State how many rows below contain the word "gloved", giving only the number.
⟨
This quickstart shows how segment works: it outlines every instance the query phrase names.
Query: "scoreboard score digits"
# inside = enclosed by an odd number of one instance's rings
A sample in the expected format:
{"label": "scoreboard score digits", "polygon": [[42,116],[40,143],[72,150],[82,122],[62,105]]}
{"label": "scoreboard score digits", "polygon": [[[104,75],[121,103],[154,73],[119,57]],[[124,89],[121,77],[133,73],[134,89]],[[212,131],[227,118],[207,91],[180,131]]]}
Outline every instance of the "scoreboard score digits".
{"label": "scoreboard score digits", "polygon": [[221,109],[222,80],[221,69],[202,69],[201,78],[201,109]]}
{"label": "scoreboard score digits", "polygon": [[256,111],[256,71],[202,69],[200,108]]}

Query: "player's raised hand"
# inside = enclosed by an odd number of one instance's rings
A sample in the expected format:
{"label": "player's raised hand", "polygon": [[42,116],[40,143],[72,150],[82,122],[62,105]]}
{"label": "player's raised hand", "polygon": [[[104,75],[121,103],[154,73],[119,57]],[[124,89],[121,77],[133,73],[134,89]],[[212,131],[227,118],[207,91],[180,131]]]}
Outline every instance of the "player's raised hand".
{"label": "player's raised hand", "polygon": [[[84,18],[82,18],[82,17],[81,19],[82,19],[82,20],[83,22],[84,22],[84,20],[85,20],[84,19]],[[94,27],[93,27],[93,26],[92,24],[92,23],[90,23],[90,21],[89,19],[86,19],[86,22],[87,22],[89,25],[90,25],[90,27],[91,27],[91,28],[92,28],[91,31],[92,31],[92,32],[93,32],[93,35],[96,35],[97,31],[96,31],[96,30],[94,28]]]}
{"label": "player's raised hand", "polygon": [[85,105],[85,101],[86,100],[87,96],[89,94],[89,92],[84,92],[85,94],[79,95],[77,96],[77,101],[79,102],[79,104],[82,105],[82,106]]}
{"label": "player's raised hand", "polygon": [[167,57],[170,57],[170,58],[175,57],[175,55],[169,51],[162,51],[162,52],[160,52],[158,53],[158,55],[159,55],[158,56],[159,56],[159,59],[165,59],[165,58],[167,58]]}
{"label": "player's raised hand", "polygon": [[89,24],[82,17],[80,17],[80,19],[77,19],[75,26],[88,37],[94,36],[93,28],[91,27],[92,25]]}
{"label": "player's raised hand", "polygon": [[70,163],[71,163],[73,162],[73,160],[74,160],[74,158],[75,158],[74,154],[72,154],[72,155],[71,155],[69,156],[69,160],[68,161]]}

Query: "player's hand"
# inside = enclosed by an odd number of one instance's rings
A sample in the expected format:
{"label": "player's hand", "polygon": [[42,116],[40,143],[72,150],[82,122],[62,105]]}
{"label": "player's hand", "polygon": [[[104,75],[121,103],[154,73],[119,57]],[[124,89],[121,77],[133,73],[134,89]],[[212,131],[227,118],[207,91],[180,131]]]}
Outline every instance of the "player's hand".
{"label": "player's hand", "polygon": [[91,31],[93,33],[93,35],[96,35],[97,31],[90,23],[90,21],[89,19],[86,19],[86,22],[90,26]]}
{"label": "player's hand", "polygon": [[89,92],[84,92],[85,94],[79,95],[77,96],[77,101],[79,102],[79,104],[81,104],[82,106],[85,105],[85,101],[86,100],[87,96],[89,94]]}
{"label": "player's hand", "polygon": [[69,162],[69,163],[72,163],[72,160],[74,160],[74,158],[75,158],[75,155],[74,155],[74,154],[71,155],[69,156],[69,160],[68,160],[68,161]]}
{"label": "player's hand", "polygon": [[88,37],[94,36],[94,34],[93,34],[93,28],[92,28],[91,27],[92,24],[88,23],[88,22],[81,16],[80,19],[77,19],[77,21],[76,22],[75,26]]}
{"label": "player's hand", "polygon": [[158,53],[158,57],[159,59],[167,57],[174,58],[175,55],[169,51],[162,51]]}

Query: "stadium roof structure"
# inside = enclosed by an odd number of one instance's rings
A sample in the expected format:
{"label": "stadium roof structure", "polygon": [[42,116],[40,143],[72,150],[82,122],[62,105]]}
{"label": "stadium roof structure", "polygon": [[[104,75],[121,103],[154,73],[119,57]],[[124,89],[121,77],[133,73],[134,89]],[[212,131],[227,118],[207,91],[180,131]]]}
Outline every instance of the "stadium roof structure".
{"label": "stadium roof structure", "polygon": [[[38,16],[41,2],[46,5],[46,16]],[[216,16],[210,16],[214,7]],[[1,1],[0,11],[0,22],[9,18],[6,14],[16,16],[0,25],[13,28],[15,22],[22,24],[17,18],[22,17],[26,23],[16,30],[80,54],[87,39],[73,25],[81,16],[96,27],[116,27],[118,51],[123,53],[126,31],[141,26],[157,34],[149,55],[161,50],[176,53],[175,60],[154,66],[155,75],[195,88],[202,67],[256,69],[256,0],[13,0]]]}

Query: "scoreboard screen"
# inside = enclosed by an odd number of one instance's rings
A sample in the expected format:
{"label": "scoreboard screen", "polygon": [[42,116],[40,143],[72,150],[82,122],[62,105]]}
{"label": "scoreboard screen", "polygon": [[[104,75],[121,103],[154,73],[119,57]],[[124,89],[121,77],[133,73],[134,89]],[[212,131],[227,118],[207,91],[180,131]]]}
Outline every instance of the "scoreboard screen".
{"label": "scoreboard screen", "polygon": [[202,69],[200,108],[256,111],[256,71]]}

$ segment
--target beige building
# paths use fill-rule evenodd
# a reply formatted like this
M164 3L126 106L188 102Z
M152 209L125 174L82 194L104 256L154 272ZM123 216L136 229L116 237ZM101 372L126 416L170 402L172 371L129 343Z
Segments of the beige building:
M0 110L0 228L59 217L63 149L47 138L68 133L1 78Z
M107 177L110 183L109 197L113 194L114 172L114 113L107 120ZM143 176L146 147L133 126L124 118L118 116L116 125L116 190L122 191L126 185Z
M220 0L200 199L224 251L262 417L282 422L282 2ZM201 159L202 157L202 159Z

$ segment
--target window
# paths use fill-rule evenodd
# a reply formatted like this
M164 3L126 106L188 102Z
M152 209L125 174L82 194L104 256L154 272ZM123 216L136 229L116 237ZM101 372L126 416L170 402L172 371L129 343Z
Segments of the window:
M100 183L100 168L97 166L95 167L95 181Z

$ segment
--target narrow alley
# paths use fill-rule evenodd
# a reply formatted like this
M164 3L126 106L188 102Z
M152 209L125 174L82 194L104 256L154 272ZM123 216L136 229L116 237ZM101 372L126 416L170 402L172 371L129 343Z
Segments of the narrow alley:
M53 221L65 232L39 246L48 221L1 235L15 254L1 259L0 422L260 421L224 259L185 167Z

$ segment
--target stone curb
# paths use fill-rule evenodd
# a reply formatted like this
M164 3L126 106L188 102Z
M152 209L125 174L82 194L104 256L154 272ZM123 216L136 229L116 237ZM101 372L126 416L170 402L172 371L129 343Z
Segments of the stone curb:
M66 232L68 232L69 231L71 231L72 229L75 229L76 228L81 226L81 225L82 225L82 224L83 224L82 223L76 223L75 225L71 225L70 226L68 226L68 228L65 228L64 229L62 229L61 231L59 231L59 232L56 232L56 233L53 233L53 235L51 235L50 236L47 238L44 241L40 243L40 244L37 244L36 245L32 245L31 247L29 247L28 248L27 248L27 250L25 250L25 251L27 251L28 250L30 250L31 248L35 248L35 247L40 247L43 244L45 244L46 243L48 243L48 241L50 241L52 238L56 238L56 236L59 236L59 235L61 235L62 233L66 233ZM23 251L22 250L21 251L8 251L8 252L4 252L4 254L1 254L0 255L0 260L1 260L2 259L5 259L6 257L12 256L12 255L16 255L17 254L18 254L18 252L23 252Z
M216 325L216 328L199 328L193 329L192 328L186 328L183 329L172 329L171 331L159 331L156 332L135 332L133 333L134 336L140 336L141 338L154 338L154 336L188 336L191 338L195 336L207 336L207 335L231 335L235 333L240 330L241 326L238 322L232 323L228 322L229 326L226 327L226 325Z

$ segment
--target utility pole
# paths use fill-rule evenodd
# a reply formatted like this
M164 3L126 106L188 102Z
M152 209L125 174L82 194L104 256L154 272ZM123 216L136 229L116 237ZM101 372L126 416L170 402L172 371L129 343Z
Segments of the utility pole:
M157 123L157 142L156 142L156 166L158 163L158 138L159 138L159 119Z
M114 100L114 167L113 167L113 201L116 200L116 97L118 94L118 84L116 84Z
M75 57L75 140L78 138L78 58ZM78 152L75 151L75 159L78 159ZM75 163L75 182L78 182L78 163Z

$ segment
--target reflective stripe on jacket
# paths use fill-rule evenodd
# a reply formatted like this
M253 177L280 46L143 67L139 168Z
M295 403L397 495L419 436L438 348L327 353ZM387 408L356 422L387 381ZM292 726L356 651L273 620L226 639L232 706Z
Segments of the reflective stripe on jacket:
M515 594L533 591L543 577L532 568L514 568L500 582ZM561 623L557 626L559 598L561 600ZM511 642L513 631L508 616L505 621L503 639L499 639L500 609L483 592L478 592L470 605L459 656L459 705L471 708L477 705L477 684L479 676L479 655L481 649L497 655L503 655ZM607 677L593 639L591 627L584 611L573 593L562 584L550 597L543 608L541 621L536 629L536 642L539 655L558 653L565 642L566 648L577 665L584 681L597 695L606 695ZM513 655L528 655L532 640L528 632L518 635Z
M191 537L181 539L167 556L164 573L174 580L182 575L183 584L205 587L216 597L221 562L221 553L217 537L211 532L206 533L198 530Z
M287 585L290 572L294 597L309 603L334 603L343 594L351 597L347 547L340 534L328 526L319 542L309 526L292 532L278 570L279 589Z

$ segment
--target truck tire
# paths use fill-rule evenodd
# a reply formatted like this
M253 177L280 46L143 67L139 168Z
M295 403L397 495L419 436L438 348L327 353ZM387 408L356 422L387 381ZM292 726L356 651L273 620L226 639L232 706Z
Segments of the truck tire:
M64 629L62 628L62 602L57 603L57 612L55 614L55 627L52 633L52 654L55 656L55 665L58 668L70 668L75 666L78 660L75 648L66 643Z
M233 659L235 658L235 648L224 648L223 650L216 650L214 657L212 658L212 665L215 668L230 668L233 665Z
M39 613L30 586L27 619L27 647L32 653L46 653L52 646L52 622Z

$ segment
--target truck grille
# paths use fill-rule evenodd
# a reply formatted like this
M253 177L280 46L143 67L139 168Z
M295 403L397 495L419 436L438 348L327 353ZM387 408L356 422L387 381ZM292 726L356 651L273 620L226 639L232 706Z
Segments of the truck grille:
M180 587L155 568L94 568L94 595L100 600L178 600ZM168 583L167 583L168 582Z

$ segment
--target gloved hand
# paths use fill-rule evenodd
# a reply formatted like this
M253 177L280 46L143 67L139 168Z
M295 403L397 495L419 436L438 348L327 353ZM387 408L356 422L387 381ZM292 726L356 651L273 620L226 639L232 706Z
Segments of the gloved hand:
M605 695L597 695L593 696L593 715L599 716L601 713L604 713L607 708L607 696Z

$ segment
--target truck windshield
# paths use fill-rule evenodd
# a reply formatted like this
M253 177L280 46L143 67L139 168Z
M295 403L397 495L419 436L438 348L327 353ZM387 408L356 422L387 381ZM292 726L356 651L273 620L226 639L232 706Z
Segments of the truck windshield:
⟩
- _Written response_: 2